**Task goal**
Your answer should be one number: how many lines of the records hold the string "vehicle".

**Stored data entries**
_ _ _ _

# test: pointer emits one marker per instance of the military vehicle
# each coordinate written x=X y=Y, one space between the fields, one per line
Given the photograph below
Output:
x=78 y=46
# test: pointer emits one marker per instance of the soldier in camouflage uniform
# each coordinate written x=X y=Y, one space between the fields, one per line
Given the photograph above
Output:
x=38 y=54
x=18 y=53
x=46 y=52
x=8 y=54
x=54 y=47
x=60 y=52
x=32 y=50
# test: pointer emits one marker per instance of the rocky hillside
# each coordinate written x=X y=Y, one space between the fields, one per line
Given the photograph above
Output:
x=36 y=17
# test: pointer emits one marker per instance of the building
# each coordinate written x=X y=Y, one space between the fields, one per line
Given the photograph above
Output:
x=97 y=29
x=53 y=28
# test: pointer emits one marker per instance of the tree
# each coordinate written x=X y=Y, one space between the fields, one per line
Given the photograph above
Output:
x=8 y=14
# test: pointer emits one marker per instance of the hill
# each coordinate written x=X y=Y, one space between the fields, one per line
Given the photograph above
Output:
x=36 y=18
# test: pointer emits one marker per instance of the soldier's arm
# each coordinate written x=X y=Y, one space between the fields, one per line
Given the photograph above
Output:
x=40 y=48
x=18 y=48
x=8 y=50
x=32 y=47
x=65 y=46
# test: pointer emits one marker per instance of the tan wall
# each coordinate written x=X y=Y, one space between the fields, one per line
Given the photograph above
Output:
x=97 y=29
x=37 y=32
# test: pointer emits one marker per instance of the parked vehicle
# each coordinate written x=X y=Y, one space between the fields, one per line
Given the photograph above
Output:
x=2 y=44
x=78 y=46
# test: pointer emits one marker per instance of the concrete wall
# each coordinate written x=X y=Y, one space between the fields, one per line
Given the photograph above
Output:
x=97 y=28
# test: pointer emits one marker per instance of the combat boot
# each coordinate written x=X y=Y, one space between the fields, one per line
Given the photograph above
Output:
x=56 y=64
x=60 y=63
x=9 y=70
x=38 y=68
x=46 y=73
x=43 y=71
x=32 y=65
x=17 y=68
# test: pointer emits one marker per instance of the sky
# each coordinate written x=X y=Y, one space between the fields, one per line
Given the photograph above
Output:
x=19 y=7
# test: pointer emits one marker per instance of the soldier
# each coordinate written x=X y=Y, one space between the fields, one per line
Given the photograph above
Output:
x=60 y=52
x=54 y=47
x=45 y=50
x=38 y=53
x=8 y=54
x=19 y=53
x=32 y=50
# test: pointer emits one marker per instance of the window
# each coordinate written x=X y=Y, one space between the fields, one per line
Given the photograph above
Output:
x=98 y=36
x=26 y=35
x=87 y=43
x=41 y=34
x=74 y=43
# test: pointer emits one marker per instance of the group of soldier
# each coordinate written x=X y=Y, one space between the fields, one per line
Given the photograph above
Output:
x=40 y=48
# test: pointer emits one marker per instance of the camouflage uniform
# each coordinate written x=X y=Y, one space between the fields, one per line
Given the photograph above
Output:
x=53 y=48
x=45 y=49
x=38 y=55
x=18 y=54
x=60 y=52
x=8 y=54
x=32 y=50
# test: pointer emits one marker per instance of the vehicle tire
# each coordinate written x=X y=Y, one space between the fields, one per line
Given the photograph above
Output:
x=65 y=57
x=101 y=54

_ _ _ _

**Response area**
3